» **OBJECTIVE**: Change "single-point marking" to "point labeling" wherever it occurs in the items below, leaving everything else untouched. Write out the revised items without the pictures.

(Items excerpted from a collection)

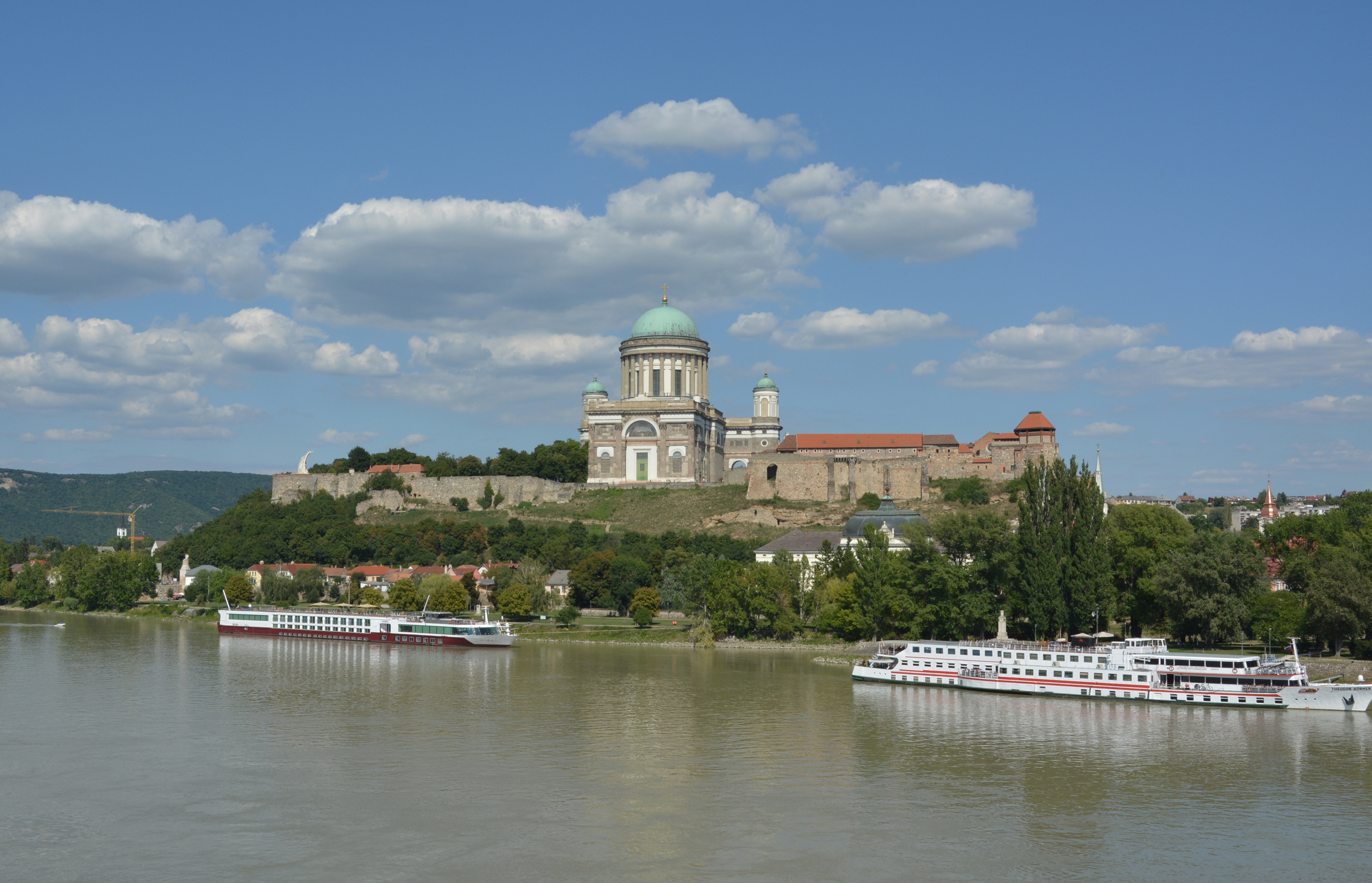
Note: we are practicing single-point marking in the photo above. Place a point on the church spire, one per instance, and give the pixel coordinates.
(1099, 483)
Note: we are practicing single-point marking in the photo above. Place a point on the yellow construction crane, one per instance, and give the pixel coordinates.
(128, 515)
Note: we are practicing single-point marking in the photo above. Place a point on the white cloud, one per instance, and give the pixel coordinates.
(334, 436)
(62, 249)
(338, 358)
(12, 338)
(715, 127)
(479, 265)
(924, 221)
(1278, 358)
(846, 328)
(1104, 430)
(68, 435)
(1041, 357)
(751, 325)
(1329, 405)
(531, 350)
(149, 381)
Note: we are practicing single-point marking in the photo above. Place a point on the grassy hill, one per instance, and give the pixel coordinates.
(177, 502)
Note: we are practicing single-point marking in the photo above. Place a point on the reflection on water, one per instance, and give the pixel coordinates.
(161, 750)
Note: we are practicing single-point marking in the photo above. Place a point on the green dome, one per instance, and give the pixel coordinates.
(665, 321)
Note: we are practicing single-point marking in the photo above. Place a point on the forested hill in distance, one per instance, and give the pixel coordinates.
(177, 502)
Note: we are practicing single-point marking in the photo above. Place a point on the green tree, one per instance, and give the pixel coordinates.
(385, 482)
(358, 460)
(1042, 546)
(32, 586)
(970, 490)
(567, 615)
(1278, 616)
(1139, 539)
(983, 545)
(591, 581)
(490, 499)
(279, 589)
(645, 598)
(515, 601)
(116, 582)
(1208, 587)
(1340, 598)
(238, 589)
(405, 595)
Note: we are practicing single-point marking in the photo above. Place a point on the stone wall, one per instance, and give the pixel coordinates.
(835, 479)
(290, 487)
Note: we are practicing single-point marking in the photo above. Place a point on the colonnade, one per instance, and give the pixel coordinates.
(665, 375)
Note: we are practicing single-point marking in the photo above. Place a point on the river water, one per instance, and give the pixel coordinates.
(154, 750)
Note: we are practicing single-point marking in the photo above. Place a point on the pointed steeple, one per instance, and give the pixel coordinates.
(1269, 505)
(1099, 483)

» **ANSWER TO THIS PROBLEM**:
Note: we are practicing point labeling in the photo above. Place a point on the church spire, one per instance, and give the pixel coordinates.
(1099, 483)
Note: we are practicing point labeling in the photo above. Place a point on the yellow construction crane, one per instance, and give the pixel coordinates.
(128, 515)
Note: we are practicing point labeling in the photo above. Place a point on the white cloud, one per instance, and give the pixel coordinates.
(334, 436)
(62, 249)
(338, 358)
(12, 338)
(715, 127)
(479, 265)
(924, 221)
(1278, 358)
(846, 328)
(1104, 430)
(68, 435)
(1041, 357)
(751, 325)
(1329, 405)
(531, 350)
(149, 381)
Note: we are practicing point labeling in the photo above. Place a point on the grassy hill, one per instance, and give the pixel coordinates.
(177, 502)
Note: we are practicing point labeling in the photo above. Place a point on the reflection on water, one per instance, and give the pixel coordinates.
(161, 750)
Note: we are practicing point labeling in the photo above. Place a point on the green dome, one per instance, and give the pixel coordinates.
(665, 321)
Note: we are practicing point labeling in the photo above. Place a point on the forested hill in distance, one per instance, and give the pixel coordinates.
(177, 502)
Note: we are practicing point labeling in the photo above. Place a point on the green tree, one per instance, and give the pixel coordinates.
(385, 482)
(358, 460)
(1042, 546)
(32, 586)
(970, 490)
(567, 615)
(1278, 616)
(1139, 539)
(983, 545)
(591, 581)
(490, 499)
(279, 589)
(645, 598)
(515, 601)
(116, 582)
(1208, 587)
(1340, 598)
(238, 589)
(405, 595)
Note: we are practicing point labeling in the photo above. Place a point on the stone wall, one per instance, and give the pixel coordinates.
(835, 479)
(290, 487)
Note: we are practicing point labeling in the photo above. Place a point on the colonnade, one per instance, and give the pixel coordinates.
(665, 375)
Note: we are practicing point labeling in the photo above. Place a point on the river water, one per instance, and give the pixel coordinates.
(154, 750)
Note: we are practicing point labeling in the photo above. Place a point on the pointed steeple, one per instance, and give the pixel coordinates.
(1269, 505)
(1099, 483)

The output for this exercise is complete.